**How to complete this task**
Each line of the listing below should come back exactly as it is.

= = = =

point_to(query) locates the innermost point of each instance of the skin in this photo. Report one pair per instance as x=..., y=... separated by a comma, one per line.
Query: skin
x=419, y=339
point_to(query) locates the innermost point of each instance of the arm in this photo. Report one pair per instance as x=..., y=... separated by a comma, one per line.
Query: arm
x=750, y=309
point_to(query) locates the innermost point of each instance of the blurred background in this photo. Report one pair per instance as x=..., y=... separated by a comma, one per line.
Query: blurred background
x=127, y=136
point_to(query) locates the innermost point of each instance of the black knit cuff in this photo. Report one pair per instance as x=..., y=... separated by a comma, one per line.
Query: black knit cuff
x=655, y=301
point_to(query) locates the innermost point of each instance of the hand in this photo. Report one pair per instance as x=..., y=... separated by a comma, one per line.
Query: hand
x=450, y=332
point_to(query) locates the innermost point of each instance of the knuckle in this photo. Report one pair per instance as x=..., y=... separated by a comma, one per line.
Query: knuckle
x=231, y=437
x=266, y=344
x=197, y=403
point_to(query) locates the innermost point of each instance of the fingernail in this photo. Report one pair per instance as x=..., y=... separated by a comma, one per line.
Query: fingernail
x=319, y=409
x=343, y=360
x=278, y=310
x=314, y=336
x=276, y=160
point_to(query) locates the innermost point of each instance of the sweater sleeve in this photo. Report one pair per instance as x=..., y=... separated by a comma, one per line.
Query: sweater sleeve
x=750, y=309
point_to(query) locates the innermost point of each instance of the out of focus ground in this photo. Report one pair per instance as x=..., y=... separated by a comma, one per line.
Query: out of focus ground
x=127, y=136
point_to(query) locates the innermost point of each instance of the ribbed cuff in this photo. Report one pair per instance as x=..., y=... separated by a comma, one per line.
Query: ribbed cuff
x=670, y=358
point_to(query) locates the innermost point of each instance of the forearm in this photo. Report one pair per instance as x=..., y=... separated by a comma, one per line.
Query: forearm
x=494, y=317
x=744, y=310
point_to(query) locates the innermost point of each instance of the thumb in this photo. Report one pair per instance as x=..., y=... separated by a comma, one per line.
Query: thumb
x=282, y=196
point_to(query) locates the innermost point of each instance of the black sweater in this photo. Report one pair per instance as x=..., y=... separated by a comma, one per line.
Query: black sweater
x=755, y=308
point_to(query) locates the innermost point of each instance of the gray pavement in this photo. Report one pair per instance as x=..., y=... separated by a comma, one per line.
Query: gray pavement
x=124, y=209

= = = =

**Output for this task**
point_to(query) locates the innermost point of each instance of the skin in this photo. Report one pair per instance as x=..., y=... separated by a comma, one per line.
Query: skin
x=419, y=339
point_to(query) locates the innermost point of each instance of the arm in this photo. Report one pair per instance as x=..., y=... separated by a comma, one per line.
Query: arm
x=750, y=309
point_to(query) locates the innermost point of each instance of the blurred background in this photo. Report one pair per instance as x=..., y=... separated by a comma, one per line.
Query: blurred background
x=127, y=136
point_to(query) locates the innermost point of each instance of the black knit cuff in this photo. Report one pair per instance as x=..., y=... separated by a comma, one per line.
Query: black knit cuff
x=655, y=301
point_to(query) locates the innermost point of each instance of the hand in this photo. Report one pair per instance as x=..., y=... separated by a comma, one per line.
Query: hand
x=450, y=332
point_to(query) locates the innermost point of each instance of the knuckle in this photo. Report one pair per instance as x=..., y=... separated by a comma, one per line.
Query: knuckle
x=231, y=437
x=266, y=344
x=197, y=403
point_to(query) locates the innermost point of each instance of the fingernail in this photo. Report one pair per instance as x=..., y=... separated by a comma, one per line.
Query: fingernail
x=319, y=409
x=343, y=360
x=278, y=310
x=314, y=336
x=276, y=160
point_to(query) locates the innermost point of each instance of the sweater sleeve in this photo. Report one pair per instance as x=..., y=... separated by a comma, one per line.
Query: sweater sleeve
x=750, y=309
point_to(query) locates the innermost point of each instance of the out of focus ground in this photo. Report one pair per instance as x=..., y=... separated by a comma, one per line.
Query: out of focus ground
x=127, y=136
point_to(query) locates the innermost point of each instance of the ribbed cuff in this photo. Report one pair per instance as x=..., y=... separated by a comma, one per line.
Query: ribbed cuff
x=670, y=358
point_to(query) locates the innermost point of each instance of the forearm in this photo. Report one pair per instance as x=..., y=... separated by a comma, one per line.
Query: forearm
x=494, y=317
x=744, y=310
point_to(query) locates the innermost point of each instance of the thumb in this photo. Report one pair per instance as x=..., y=... separated by a comma, one per line.
Query: thumb
x=282, y=196
point_to(query) locates the innermost point of each instance of the black sweater in this photo. Report one pair per instance as x=..., y=... separated by a comma, one per line.
Query: black sweater
x=755, y=308
point_to(query) locates the innermost point of each instance of the gray pavement in this photo. Report one pair per instance as x=..., y=... separated by a comma, one per line.
Query: gray pavement
x=124, y=209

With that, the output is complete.